目的 1
データの行の先頭から「[1083, 690]」を含む行までの範囲(両端を含む)で、「aster flower cluster」を「chrysanthemum cluster」に置き換え、他は何も変えずに書き直してください。画像を示す箇所は出力に含めないこと。

------ 読む抜粋 ------

古川:2019年から東京芸大の私の研究室とcotonでは、「sonicwalk」というシステムおよびアプリの共同開発もしています。
 衛星測位システム(準天頂衛星システム「みちびき」)や既存のGPSによる位置情報に基づき音や音楽が変化する音環境システムを構築しています。
このアプリを使って「あるく!空間楽器コンサート」という参加型アートイベントを実施しました。アーティストが地図上に仮想配置したサウンド作品を、実際の空間のなかで散歩しながら、またはPCの地図をたどることでバーチャルに体験することができます。

ーインタビュー記事で古川さんがおっしゃっているとおり、今後、観光ガイドや、災害が起きた際のアナウンス、商用イベントなど、多様な使い方の可能性を感じます。一見、芸術とは関わりのない分野や人々との架け橋になるというのも、cotonの強みを生かす取り組みになりそうですね。

非常事態宣言期間が長く続くなか、学生たちとのコミュニケーションも大変ではないですか

古川:むしろ交通移動の時間もなくなり、zoomなどで自由に以前より学生たちと話す機会が増えました。今までこんなに話したことなかったんじゃないかな...これはコロナによる状況変化の良かった点ですね。

先月はゼミの学生の展覧会を開催しましたが、テーマとして「“co-exist(共生)?」を掲げました。これからのアートは、社会との関係性を切り離しては成り立ちません。コロナに向き合う必要もあるし、地球温暖化や格差が引き起こす数々の問題などと無関係でいることは誰しもできないのです。作品がそれ自体のみで成立することはなく、その作品が意味を持つコンテクストを明確化することもさらに重要になっていきます。

これからのcotonが目指すこと

ー「soundtope」も「sonicwalk」も今後ますます展開が期待できそうですね

古川:でも、もはやこれらのテクノロジーや原理は他の人でも応用できちゃいますね。コトンの長所はむしろ、テクノロジーとアートが高いレベルで融合したアーティスティックなソリューションにあります。なにしろ濵野、森本、宮本、長島(わたしもそうですが)が作曲とコンピューターミュージックの修士、博士をバックグランドに持っているからです。皆、私よりずっと若い人たちですけど、本当に優秀なアーティストたちです。cotonとは別に彼ら自身の発展も楽しみなのですが、彼らの成長がまたcotonを動かしていく...というようなハイパーサイクルって可能でしょうかね。
 cotonと東京芸大は、10年後の社会を見据えた産学共同の夢のある仕事をしていきたいです。

ーありがとうございました。これからのcotonの活動、注目していきます!

古川聖
ベルリン芸術大学,ハンブルク音楽演劇大学にて伊桑 尹(I. YUN) ,G.Ligetiのもとで作曲を学ぶ(作曲修士)。スタンフォード大学でレジデンス作曲家,ハンブルク音楽大学で助手,講師を経てドイツのZKMでアーティスト研究員.1997年のZKMの新館のオープニングでは委嘱を受けて,マルチメディアオペラ『まだ生まれぬ神々へ』を制作・作曲.多くの受賞歴がある.東京藝術大学先端藝術表現科教授,藝術情報センター長兼任.古川研究室を主催し理化学研究所を始め、多くの機関、科学者と共同研究を行っている。

------

目的 2
インタビューの抜粋から、「このアプリを使って「あるく!」から「す取り組みになりそうですね。」までの部分(両端を含む)を一字も変えずに書き写してください。

------ 提供データ ------

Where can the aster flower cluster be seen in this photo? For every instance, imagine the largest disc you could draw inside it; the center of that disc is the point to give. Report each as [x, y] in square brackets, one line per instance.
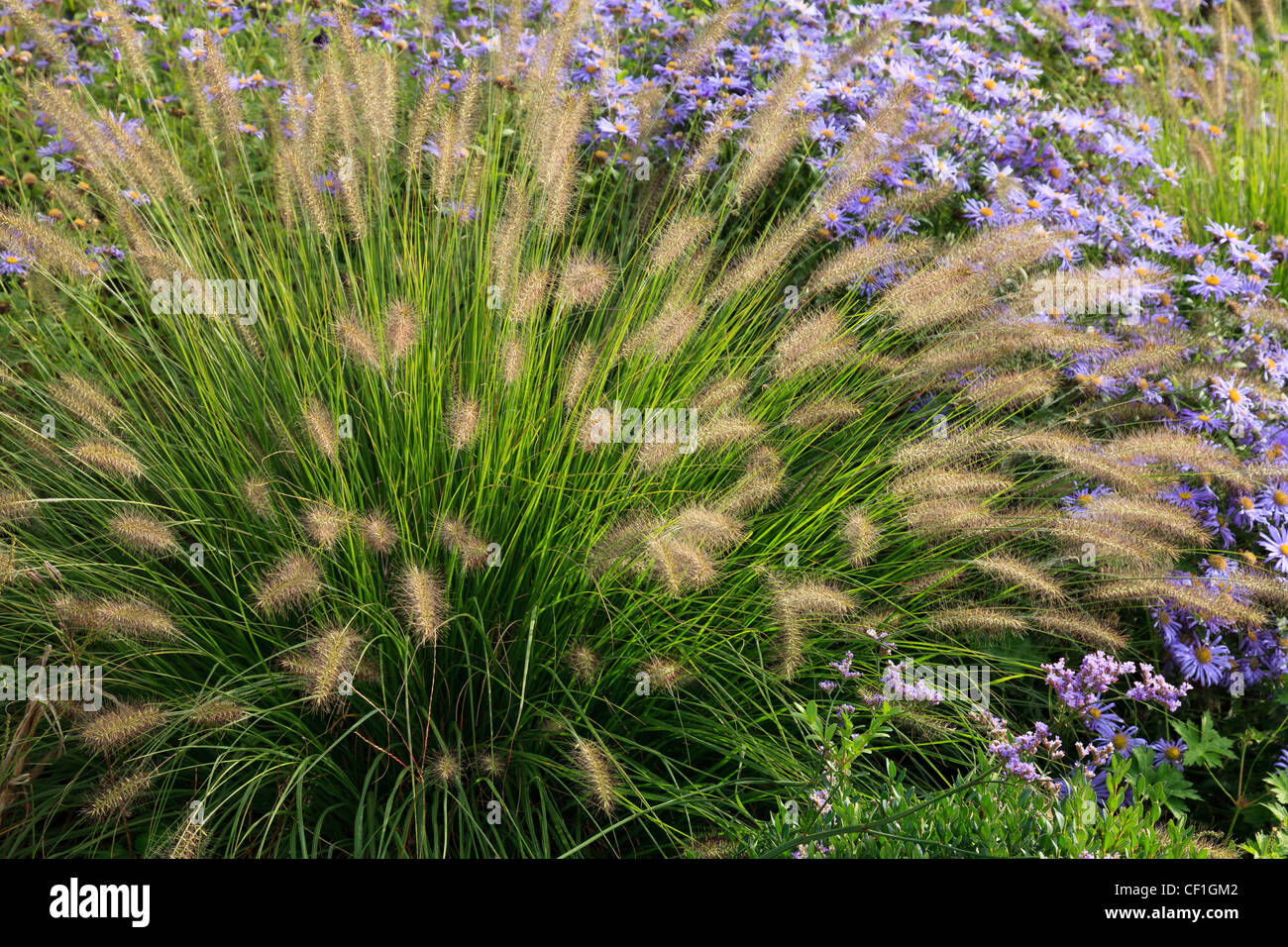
[982, 147]
[1083, 690]
[1018, 754]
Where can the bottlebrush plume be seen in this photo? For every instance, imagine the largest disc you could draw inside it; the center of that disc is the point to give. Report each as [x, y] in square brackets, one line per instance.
[823, 412]
[1017, 573]
[1192, 598]
[958, 446]
[189, 840]
[378, 534]
[1154, 517]
[1171, 447]
[681, 565]
[400, 329]
[720, 395]
[664, 676]
[951, 518]
[1085, 458]
[116, 796]
[110, 459]
[708, 527]
[1082, 628]
[726, 431]
[1128, 548]
[464, 416]
[578, 372]
[531, 295]
[321, 425]
[861, 535]
[460, 540]
[292, 581]
[423, 599]
[143, 532]
[855, 263]
[258, 496]
[814, 342]
[596, 774]
[584, 279]
[111, 729]
[666, 333]
[325, 523]
[585, 664]
[760, 483]
[217, 714]
[318, 669]
[16, 504]
[941, 482]
[85, 401]
[128, 617]
[677, 239]
[1013, 389]
[754, 266]
[991, 622]
[810, 598]
[356, 342]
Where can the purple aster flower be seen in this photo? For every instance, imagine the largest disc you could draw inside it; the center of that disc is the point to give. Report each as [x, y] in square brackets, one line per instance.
[1274, 540]
[1202, 661]
[1170, 751]
[1211, 281]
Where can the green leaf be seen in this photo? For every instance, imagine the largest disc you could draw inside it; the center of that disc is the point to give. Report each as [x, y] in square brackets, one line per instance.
[1205, 746]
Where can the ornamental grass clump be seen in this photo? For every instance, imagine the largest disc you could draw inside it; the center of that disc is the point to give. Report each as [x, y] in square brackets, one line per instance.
[421, 445]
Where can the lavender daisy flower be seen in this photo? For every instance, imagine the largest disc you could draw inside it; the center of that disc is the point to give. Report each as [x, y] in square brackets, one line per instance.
[1211, 281]
[1274, 540]
[1170, 751]
[1202, 661]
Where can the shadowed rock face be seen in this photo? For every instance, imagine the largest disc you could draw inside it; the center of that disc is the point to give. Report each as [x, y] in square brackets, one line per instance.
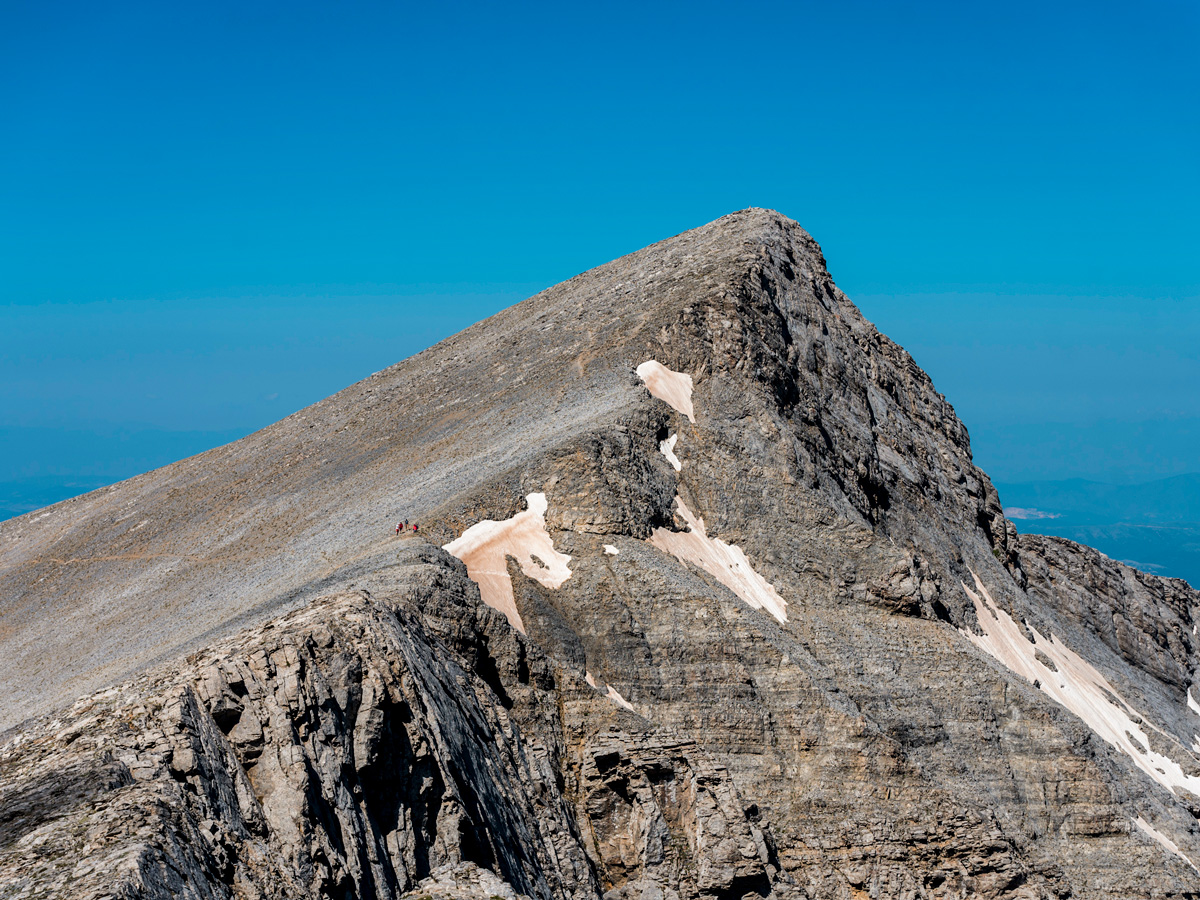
[353, 720]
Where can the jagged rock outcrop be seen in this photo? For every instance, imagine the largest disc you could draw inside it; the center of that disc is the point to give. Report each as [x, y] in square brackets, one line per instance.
[798, 652]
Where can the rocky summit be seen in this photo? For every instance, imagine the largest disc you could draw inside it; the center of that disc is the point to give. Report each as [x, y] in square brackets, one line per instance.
[705, 599]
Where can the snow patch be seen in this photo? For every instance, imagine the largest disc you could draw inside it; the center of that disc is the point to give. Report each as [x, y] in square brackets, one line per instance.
[667, 449]
[1162, 839]
[672, 388]
[1077, 685]
[619, 700]
[610, 693]
[725, 562]
[485, 546]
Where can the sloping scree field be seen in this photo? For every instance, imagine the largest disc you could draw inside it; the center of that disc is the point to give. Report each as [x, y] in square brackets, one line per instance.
[708, 600]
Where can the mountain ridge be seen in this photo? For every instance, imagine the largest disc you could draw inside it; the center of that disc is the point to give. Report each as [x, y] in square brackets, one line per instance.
[936, 706]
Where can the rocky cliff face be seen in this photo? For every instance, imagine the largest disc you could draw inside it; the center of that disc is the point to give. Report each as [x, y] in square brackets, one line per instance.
[751, 622]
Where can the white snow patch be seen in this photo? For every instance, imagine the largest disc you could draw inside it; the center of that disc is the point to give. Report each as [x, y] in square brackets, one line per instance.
[724, 562]
[672, 388]
[667, 449]
[485, 545]
[1162, 839]
[1077, 685]
[619, 700]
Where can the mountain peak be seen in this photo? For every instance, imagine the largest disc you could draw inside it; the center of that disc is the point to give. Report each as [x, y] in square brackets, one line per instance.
[673, 580]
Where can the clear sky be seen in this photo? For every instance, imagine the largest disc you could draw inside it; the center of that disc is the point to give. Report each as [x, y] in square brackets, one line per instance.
[215, 214]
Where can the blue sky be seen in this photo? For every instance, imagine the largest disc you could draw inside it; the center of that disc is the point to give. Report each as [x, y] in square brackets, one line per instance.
[215, 214]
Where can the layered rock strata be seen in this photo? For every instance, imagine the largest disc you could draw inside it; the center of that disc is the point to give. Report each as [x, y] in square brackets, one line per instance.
[761, 629]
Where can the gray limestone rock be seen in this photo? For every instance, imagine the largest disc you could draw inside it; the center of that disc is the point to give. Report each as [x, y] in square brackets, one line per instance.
[231, 678]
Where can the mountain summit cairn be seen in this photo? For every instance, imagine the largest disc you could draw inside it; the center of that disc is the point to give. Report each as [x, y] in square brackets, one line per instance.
[708, 600]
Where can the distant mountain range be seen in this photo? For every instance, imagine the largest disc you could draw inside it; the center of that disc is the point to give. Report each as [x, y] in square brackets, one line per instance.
[1152, 526]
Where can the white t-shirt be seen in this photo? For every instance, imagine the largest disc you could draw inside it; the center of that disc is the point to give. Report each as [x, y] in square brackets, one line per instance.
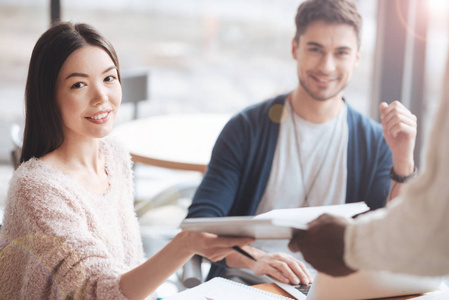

------

完成した回答 1
Where can the chrysanthemum cluster be seen in this photo? For every instance, imagine the largest disc you could draw inside it; the center of that disc is the point to give. Report each as [x, y] in square brackets, one line per instance.
[982, 147]
[1083, 690]

完成した回答 2
このアプリを使って「あるく!空間楽器コンサート」という参加型アートイベントを実施しました。アーティストが地図上に仮想配置したサウンド作品を、実際の空間のなかで散歩しながら、またはPCの地図をたどることでバーチャルに体験することができます。

ーインタビュー記事で古川さんがおっしゃっているとおり、今後、観光ガイドや、災害が起きた際のアナウンス、商用イベントなど、多様な使い方の可能性を感じます。一見、芸術とは関わりのない分野や人々との架け橋になるというのも、cotonの強みを生かす取り組みになりそうですね。